**What is needed:**
Your answer must consist solely of the line containing "Get bounding boxes for eyelashes." and all subsequent lines through the end of the entries, reproduced exactly.

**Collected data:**
= Beginning of Section =

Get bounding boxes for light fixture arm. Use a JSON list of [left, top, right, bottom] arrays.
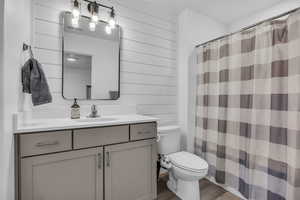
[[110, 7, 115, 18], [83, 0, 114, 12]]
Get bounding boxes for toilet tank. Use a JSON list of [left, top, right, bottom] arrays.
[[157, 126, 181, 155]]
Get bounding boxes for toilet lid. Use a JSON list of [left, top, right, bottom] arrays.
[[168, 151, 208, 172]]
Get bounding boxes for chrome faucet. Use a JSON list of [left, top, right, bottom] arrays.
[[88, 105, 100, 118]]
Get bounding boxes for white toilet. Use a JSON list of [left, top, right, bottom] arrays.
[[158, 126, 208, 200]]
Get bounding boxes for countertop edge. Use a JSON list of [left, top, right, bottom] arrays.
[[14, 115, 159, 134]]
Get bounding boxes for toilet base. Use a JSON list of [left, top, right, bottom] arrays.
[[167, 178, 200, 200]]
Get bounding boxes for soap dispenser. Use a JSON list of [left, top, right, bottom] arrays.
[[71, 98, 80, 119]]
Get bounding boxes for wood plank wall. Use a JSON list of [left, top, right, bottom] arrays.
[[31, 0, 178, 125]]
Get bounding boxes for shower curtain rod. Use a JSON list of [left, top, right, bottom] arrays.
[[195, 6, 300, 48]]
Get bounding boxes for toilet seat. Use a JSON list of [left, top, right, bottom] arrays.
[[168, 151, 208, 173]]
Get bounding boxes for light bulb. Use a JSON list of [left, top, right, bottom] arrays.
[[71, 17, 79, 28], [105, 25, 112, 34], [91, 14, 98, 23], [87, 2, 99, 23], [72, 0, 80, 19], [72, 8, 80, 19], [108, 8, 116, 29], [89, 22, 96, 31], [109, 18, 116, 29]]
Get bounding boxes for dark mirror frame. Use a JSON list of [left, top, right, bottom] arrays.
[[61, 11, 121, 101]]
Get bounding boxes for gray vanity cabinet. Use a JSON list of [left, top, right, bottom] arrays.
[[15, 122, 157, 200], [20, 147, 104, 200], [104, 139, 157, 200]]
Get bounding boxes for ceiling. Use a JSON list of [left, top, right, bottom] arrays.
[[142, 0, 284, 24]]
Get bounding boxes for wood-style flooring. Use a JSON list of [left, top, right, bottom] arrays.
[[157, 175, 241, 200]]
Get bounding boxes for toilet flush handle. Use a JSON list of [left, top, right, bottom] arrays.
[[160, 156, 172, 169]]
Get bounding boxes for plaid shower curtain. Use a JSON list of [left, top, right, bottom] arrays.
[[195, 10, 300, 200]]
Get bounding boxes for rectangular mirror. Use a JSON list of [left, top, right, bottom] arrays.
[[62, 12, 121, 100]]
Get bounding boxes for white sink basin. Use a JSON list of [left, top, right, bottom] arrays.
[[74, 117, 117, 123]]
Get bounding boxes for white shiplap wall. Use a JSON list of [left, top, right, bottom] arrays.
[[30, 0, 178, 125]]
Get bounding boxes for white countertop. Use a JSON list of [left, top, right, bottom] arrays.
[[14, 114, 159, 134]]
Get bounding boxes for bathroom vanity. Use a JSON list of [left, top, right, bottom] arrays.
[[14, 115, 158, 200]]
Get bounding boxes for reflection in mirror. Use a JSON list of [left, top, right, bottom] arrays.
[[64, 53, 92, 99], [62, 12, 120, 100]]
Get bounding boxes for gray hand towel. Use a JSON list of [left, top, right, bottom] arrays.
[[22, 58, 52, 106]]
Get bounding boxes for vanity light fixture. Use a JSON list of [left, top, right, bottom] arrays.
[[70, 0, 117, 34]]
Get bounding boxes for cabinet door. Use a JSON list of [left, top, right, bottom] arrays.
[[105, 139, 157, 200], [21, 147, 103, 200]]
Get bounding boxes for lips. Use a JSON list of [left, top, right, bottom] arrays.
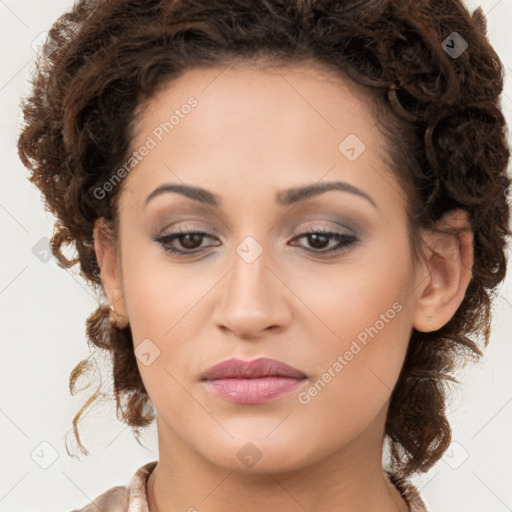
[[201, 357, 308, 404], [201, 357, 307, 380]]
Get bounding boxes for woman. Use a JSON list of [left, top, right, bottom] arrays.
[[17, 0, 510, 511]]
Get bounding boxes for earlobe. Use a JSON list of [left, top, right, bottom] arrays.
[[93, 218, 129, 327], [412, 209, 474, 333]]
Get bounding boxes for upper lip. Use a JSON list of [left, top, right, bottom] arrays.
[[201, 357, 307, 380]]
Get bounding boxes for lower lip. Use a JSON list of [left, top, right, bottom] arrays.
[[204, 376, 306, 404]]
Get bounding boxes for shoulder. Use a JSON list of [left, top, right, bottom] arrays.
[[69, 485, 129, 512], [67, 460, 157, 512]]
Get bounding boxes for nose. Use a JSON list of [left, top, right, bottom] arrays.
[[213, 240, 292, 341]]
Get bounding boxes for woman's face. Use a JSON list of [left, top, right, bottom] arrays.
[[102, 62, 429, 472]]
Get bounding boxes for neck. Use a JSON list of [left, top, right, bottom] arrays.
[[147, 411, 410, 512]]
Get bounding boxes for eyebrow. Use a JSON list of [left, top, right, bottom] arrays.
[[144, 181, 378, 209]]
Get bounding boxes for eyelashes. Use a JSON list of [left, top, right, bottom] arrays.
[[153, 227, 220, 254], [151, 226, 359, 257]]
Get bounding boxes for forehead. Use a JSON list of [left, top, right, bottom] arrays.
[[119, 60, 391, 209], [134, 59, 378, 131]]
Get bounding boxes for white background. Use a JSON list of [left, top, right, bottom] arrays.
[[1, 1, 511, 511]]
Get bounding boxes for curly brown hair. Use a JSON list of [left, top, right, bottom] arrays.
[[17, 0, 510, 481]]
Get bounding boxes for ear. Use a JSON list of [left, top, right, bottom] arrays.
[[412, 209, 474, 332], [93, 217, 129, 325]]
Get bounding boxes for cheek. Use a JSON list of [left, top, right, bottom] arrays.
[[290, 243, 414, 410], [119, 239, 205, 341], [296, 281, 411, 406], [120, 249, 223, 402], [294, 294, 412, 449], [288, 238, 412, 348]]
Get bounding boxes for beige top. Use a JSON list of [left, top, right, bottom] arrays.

= End of Section =

**Your response:**
Get bounding boxes for eyelashes. Use a JSON list of [left, top, right, bottom] arrays.
[[153, 227, 220, 254], [151, 226, 359, 257]]
Get bounding boxes for forehead. Use a JSON list of [left, top, right, bottom] arrays.
[[119, 60, 391, 209], [134, 59, 378, 131]]
Get bounding boxes for white background. Use a JSON list of [left, top, right, bottom] arrays.
[[1, 1, 511, 511]]
Get bounding boxes for curly brown hair. Use a JSON list of [left, top, right, bottom] arrays.
[[17, 0, 510, 481]]
Get bounding boxes for ear. Use a JSON list of [left, top, right, bottom] arrays.
[[412, 209, 474, 332], [93, 217, 129, 325]]
Get bounding boxes for cheek. Use a JSON list of [left, top, right, bottom] arrays.
[[290, 243, 414, 410], [119, 239, 205, 341], [296, 281, 411, 406], [120, 249, 223, 402], [294, 294, 412, 449], [288, 238, 412, 348]]
Get bounding boxes for beige top. Use a JSON list of [left, top, right, bottom] arrays.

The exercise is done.